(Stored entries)
──────────────────────────────
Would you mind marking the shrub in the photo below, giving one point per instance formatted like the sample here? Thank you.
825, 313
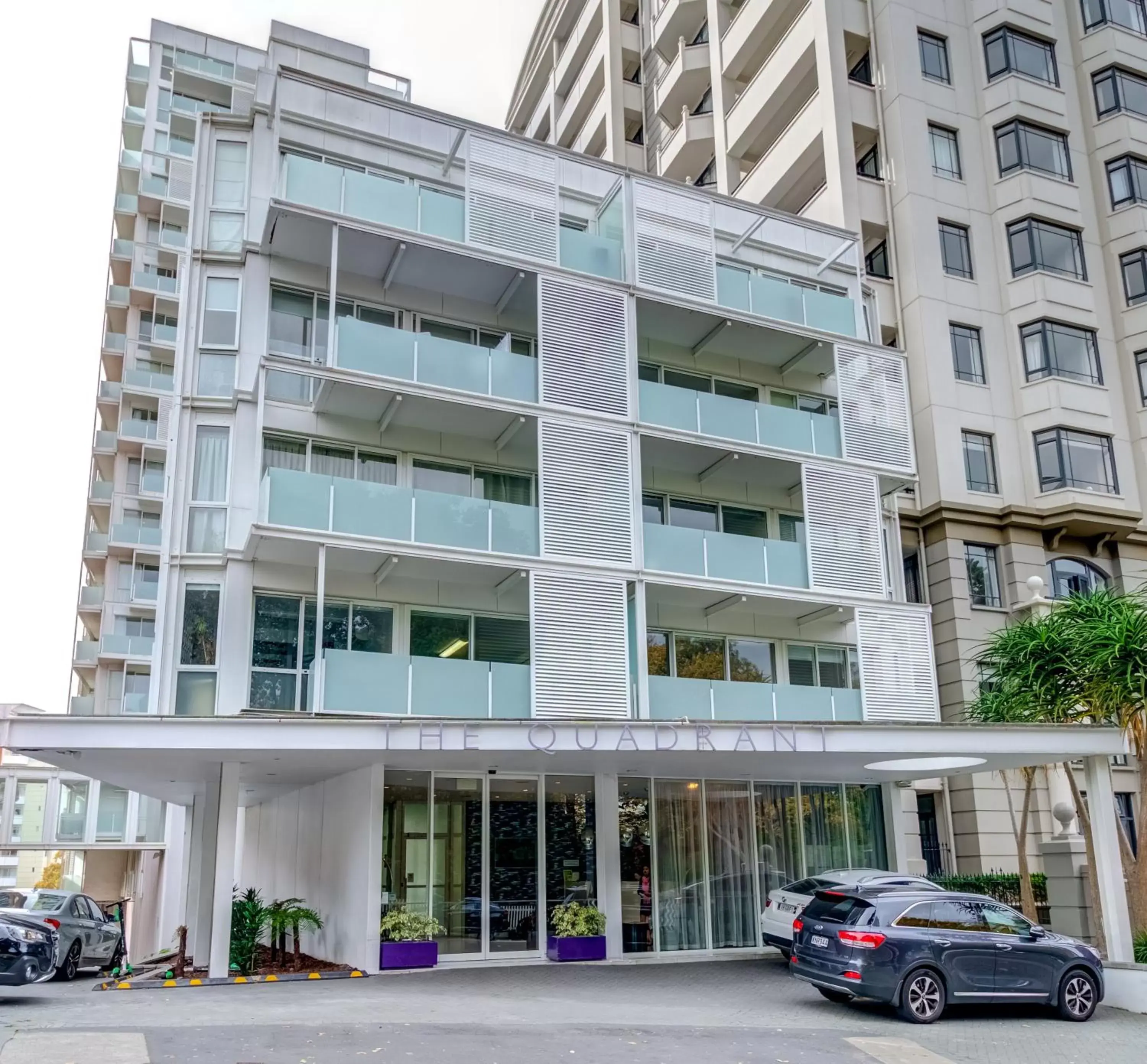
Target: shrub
401, 926
577, 921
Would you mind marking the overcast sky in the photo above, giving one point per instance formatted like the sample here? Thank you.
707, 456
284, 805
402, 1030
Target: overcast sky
63, 76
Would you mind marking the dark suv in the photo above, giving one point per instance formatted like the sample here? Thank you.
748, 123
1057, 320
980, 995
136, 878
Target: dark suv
921, 951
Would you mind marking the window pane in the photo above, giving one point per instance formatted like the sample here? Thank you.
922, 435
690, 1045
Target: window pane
440, 635
201, 625
700, 657
751, 662
502, 640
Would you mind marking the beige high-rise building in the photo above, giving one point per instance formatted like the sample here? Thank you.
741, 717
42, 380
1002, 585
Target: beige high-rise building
993, 156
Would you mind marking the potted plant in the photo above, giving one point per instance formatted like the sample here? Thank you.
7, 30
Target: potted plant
580, 934
408, 940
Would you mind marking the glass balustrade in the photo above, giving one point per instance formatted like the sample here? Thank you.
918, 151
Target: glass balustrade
361, 508
387, 351
677, 697
397, 685
739, 419
724, 556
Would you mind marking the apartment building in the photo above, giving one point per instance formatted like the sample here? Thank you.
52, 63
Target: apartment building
585, 634
989, 155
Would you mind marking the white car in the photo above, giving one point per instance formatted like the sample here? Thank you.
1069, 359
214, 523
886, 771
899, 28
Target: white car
786, 904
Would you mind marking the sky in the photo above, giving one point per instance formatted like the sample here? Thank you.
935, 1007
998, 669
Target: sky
61, 146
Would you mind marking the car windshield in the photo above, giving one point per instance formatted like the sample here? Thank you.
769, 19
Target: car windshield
35, 901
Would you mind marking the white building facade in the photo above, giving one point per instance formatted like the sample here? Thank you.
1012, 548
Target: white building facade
586, 634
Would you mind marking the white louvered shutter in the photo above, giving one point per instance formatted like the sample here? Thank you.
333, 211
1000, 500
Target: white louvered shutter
580, 656
586, 499
897, 671
677, 248
876, 419
583, 347
842, 526
512, 199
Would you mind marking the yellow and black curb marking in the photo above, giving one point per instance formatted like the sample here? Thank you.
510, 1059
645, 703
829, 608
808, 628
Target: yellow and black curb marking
226, 981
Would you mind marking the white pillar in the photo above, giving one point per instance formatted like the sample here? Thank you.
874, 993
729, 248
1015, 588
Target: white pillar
608, 859
1108, 865
226, 828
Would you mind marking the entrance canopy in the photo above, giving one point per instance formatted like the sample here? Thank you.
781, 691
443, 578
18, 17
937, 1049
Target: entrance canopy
172, 758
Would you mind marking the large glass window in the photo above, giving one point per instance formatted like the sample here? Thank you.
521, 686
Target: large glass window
1068, 458
967, 354
1007, 51
1026, 146
983, 574
1054, 349
1037, 245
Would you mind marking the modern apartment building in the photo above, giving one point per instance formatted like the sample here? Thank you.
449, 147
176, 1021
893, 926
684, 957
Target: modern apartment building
989, 155
585, 634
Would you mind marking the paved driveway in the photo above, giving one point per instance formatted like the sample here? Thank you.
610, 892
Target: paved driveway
718, 1013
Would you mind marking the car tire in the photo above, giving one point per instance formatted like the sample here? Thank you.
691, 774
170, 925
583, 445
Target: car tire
1079, 997
67, 971
923, 998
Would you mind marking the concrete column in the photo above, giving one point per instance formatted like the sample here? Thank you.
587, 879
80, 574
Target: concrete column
608, 859
224, 880
1108, 866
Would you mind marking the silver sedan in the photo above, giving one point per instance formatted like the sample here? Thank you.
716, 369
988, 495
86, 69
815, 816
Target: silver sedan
88, 938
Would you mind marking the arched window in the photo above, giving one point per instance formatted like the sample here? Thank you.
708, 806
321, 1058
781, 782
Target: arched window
1068, 576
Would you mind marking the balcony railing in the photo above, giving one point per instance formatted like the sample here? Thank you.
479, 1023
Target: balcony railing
725, 556
356, 682
739, 419
387, 351
677, 697
358, 508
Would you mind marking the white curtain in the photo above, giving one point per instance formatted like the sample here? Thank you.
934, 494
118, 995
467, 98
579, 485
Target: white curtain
209, 483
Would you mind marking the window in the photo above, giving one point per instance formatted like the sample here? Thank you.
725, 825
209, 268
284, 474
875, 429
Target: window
1118, 90
980, 462
934, 58
1037, 245
1007, 51
1134, 267
1072, 577
869, 164
983, 576
221, 312
1127, 179
956, 249
967, 354
876, 262
1129, 14
1026, 146
946, 148
862, 70
1068, 458
1053, 349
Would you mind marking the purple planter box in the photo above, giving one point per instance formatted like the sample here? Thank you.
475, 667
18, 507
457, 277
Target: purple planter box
409, 955
584, 948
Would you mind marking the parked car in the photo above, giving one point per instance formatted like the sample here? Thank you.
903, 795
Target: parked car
85, 938
784, 905
28, 951
921, 951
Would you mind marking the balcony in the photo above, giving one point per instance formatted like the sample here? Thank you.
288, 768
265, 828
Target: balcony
739, 419
724, 556
355, 508
393, 353
676, 697
400, 686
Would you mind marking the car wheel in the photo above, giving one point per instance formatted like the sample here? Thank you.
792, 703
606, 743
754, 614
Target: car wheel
923, 998
67, 971
1079, 997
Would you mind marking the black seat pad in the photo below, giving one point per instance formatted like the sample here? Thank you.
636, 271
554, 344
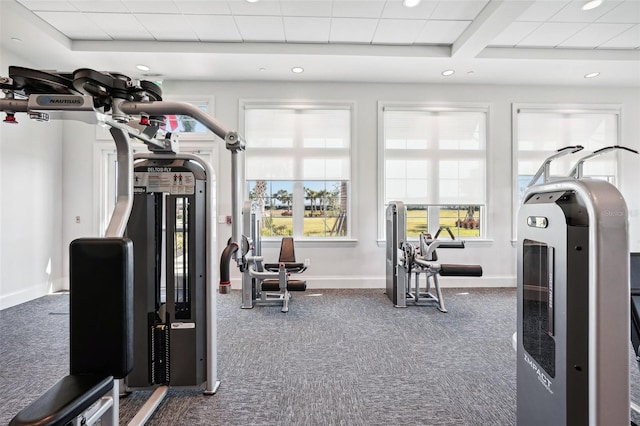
──────────────────────────────
Exercise requirements:
Count the lines of the entries above that contain the word "below" with matching case, and reply with only the number.

Expected output:
2